## Work to complete
Give only the number of lines in the records that include "then".

## Data to use
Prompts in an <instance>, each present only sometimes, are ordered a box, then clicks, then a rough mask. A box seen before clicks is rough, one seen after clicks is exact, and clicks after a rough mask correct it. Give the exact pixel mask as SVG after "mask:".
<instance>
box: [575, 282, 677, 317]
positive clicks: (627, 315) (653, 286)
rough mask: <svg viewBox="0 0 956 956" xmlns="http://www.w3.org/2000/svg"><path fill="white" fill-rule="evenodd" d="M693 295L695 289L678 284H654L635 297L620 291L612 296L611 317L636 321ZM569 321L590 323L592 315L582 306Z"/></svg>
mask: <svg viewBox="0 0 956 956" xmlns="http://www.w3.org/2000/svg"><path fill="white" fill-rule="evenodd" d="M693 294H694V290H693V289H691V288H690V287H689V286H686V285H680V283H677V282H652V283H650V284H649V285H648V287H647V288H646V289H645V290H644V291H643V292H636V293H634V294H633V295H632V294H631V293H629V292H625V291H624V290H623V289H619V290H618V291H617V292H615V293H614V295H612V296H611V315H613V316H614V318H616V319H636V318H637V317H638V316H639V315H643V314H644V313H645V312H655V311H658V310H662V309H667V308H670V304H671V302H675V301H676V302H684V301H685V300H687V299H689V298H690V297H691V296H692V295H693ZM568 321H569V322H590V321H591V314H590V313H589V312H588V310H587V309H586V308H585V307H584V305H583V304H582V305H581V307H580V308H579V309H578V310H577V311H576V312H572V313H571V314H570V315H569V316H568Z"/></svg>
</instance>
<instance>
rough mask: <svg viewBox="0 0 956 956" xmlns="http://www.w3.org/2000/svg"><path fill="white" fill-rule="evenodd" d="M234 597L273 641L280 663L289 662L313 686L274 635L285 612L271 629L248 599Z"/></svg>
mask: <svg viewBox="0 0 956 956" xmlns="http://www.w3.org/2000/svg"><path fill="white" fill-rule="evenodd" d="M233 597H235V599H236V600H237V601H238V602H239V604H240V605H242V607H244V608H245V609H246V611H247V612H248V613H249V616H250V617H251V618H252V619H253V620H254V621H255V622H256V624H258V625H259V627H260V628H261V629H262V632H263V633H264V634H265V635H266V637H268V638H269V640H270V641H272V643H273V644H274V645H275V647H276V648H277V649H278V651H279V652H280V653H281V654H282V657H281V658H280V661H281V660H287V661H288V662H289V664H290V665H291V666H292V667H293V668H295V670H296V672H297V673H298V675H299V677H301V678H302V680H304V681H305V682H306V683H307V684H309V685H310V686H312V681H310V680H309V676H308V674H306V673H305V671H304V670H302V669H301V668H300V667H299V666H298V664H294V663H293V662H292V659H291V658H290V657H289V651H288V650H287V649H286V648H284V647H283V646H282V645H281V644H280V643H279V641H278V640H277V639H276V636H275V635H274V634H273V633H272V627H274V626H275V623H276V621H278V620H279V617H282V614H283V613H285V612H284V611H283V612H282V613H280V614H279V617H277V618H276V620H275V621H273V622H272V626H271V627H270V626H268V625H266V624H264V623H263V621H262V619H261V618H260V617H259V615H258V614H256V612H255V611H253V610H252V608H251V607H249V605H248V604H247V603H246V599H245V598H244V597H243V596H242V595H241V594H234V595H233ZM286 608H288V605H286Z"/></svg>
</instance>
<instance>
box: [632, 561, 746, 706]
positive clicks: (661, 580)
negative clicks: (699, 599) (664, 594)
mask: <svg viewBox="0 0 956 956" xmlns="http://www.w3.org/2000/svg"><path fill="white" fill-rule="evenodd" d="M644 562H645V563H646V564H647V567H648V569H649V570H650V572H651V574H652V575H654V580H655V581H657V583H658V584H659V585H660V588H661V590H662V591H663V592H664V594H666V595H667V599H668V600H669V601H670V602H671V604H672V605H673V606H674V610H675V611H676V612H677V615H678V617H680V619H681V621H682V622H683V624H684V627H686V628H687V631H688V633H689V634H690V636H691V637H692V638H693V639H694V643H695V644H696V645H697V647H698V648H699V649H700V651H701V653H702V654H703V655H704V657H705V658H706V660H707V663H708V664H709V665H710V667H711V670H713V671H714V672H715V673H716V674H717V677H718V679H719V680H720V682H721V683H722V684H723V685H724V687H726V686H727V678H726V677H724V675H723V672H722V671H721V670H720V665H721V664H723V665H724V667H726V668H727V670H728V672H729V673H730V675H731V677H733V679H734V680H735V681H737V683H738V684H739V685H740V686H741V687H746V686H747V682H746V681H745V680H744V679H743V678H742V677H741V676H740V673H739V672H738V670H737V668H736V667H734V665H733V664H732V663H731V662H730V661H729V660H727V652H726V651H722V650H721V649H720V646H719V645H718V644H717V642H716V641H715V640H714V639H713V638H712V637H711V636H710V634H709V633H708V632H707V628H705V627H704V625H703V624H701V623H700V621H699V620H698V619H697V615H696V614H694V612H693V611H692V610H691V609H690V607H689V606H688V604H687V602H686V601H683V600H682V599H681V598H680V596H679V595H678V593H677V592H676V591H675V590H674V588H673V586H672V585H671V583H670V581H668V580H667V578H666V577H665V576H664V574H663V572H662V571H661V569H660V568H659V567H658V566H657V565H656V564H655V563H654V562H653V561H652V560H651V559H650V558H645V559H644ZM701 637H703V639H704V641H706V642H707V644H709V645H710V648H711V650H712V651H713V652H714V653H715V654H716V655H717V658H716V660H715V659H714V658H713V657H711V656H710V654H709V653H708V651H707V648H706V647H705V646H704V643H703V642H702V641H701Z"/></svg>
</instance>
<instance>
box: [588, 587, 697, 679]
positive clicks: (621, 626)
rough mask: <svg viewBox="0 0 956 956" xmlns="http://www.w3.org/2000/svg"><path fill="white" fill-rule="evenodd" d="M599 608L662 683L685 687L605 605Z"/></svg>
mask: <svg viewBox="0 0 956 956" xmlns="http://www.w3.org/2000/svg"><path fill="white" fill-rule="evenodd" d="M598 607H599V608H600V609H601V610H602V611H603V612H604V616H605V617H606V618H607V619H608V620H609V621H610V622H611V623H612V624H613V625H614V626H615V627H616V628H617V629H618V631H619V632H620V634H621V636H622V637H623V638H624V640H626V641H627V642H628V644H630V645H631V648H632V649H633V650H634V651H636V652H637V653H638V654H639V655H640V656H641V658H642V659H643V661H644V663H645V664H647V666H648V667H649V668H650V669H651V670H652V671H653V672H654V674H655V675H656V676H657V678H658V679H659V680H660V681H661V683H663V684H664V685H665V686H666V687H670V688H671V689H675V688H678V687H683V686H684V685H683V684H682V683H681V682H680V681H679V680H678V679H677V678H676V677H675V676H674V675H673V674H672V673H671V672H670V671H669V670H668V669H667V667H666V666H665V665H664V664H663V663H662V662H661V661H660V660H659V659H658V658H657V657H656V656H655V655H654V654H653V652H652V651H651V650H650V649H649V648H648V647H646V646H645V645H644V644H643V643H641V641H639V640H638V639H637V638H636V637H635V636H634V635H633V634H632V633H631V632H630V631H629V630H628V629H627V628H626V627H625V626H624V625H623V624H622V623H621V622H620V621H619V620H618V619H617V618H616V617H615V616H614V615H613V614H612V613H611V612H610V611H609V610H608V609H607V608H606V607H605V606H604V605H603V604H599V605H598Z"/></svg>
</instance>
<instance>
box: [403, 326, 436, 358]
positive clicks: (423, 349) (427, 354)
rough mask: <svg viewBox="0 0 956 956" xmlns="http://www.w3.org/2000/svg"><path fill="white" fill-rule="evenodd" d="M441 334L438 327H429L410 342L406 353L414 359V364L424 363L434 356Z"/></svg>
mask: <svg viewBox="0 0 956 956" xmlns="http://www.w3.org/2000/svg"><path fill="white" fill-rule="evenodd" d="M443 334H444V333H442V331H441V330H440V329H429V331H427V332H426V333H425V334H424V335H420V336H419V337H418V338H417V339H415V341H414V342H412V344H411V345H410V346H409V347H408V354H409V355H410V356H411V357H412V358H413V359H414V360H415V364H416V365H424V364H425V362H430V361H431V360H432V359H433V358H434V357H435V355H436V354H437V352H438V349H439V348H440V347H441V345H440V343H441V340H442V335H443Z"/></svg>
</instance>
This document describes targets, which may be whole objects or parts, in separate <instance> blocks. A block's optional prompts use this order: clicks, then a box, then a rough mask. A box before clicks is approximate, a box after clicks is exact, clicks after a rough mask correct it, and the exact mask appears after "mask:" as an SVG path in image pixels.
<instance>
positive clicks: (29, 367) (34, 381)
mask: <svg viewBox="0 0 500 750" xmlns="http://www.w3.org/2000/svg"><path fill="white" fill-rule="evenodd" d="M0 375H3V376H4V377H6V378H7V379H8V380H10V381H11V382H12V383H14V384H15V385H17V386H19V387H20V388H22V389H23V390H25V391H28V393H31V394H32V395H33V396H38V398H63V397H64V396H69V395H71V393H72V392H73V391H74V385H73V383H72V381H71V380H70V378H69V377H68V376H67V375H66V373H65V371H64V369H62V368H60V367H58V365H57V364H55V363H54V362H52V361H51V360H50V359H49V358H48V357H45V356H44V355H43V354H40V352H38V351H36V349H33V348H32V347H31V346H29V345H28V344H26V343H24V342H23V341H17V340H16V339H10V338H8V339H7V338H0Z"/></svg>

## Output below
2